> **CONSIGNE**
Restituez mot pour mot le passage du texte sur les cadeaux de fin d’année situé entre « Analyse 2010-14 » et « faire des cadeaux. », ces deux extrémités comprises.

> **TEXTE À LIRE**
⟨

Analyse 2010-14

Tous les ans, l’approche des fêtes de fin d’année amène les mêmes questions : quel cadeau choisir, quel budget y consacrer, qu’allons-nous recevoir? Certains s’en réjouissent, d’autres y voient une corvée. Que signifie cette tradition des cadeaux ? Quels en sont les ressorts ? Est-il possible de modifier les pratiques ?

Pourquoi fait-on des cadeaux ?

D’une région à l’autre, d’un pays à l’autre, les habitudes de faire des cadeaux en certains circonstances varient. En Belgique, les enfants reçoivent des cadeaux surtout à la Saint-Nicolas, alors qu’en France ils sont plutôt fêtés à Noël et en Italie à l’Epiphanie. D’une famille à l’autre, les pratiques diffèrent également. Mais quelle que soit la famille ou la région, on retrouve cette habitude de faire des cadeaux.
Pour quelles raisons faisons-nous des cadeaux, en particulier à Noël ? C’est une question que l’on se pose rarement, tellement cette pratique est ancrée dans les habitudes culturelles. Faire des cadeaux est en effet une pratique très ancienne. Mauss, un ethnologue du début du vingtième siècle, a par exemple étudié la pratique du don dans les sociétés dites archaïques : les Maoris de Nouvelle-Zélande et les Kwakiutls, peuple amérindien du Canada. Par ses recherches, il a mis en évidence le fait que le don était un « échange volontaire obligatoire ». Le don est un fait social : il ne peut pas y avoir de don sans que celui à qui il est destiné l’accepte, sans qu’il y ait réception. Et recevoir oblige aussi à rendre. Ce processus de « don-réception-rendu » crée un échange et cet échange apparaît comme essentiel à la vie sociale. Selon les études de Mauss, le refus de donner, de recevoir ou de rendre mène toujours à la guerre ou en tout cas à la rupture des liens entre les personnes concernées. La pratique des cadeaux apparaît donc dans un premier temps comme une pratique sociale qui crée et manifeste des liens d’échange et de réciprocité.
Dans une approche plus individuelle ou psychologique, le cadeau peut aussi prendre des significations fort différentes. Il dit en tout cas quelque chose de celui qui l’offre comme de celui qui le reçoit.Spontanément, la première raison qui vient à l’esprit est l’attachement à l’autre. Dans la sphère privée, offrir un cadeau marque le lien affectif qui lie la personne à celle à qui elle offre un cadeau. Mais comme le font remarquer les psychologues, le cadeau n’est pas seulement une marque d’amour, il est aussi le plus souvent une demande d’amour, puisque, le plus souvent, nous attendons implicitement quelque chose en retour. Dans la sphère familiale, on fait aussi remarquer que les cadeaux sont souvent une manière de compenser, de se dédouaner, voir de se faire pardonner : le parent qui se sent coupable d’être trop peu présent à sa famille à cause de son travail aura tendance à faire des cadeaux plus importants, le père qui ne voit ses enfants qu’un week-end sur deux à cause d’une séparation fera de même, le partenaire qui se sent un peu coupable de ceci ou cela vis-à-vis de l’autre essaiera de « réparer » par un cadeau. Les cadeaux ont donc aussi d’autres fonctions dans le cadre des relations affectives et familiales.

⟩

> **MATÉRIEL FOURNI**
⟨

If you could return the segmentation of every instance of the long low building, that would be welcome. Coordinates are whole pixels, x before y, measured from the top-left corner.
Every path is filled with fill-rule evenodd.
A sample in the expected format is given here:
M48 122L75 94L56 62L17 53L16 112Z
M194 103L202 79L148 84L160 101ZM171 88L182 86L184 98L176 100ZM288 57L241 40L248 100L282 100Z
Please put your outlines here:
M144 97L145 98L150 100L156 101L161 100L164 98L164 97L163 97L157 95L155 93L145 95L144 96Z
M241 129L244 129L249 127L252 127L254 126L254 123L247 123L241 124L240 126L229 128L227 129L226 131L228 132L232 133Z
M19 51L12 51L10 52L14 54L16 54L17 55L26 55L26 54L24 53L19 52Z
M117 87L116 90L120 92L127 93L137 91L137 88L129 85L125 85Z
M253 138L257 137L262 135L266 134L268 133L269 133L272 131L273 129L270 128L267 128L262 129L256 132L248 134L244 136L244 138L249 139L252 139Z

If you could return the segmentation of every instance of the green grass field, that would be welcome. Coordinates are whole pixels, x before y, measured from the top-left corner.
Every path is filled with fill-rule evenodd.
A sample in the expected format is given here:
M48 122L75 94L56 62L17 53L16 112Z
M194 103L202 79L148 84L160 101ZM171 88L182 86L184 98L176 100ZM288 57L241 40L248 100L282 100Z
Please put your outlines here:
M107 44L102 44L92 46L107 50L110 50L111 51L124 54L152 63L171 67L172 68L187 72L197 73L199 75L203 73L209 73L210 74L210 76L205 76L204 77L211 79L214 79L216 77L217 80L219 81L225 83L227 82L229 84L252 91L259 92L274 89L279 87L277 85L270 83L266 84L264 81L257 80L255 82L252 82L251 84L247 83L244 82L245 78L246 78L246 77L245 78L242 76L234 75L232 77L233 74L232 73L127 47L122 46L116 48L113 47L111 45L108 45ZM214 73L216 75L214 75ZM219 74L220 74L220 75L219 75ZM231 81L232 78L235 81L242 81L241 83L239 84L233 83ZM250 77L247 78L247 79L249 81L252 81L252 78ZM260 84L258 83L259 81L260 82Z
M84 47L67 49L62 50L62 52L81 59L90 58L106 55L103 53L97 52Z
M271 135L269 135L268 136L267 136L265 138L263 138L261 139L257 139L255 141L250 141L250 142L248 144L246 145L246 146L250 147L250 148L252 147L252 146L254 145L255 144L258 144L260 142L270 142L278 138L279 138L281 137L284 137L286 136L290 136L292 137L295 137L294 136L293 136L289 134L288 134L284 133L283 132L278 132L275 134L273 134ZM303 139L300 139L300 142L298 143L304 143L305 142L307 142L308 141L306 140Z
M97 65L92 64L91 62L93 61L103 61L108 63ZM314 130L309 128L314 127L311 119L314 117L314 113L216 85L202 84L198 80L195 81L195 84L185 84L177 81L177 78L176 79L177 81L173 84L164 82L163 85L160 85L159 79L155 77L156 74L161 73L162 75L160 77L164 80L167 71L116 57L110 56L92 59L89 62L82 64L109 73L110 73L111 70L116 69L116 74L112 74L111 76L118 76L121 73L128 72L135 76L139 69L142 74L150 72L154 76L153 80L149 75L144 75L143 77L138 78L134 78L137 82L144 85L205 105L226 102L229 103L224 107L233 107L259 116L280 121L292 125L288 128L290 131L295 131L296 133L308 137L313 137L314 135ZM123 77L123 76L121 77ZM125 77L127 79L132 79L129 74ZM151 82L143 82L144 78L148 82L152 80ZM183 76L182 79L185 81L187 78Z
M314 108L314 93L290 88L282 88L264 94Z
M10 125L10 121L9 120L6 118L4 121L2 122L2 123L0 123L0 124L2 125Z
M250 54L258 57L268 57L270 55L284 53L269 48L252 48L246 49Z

⟩

> **RÉPONSE**
Analyse 2010-14

Tous les ans, l’approche des fêtes de fin d’année amène les mêmes questions : quel cadeau choisir, quel budget y consacrer, qu’allons-nous recevoir? Certains s’en réjouissent, d’autres y voient une corvée. Que signifie cette tradition des cadeaux ? Quels en sont les ressorts ? Est-il possible de modifier les pratiques ?

Pourquoi fait-on des cadeaux ?

D’une région à l’autre, d’un pays à l’autre, les habitudes de faire des cadeaux en certains circonstances varient. En Belgique, les enfants reçoivent des cadeaux surtout à la Saint-Nicolas, alors qu’en France ils sont plutôt fêtés à Noël et en Italie à l’Epiphanie. D’une famille à l’autre, les pratiques diffèrent également. Mais quelle que soit la famille ou la région, on retrouve cette habitude de faire des cadeaux.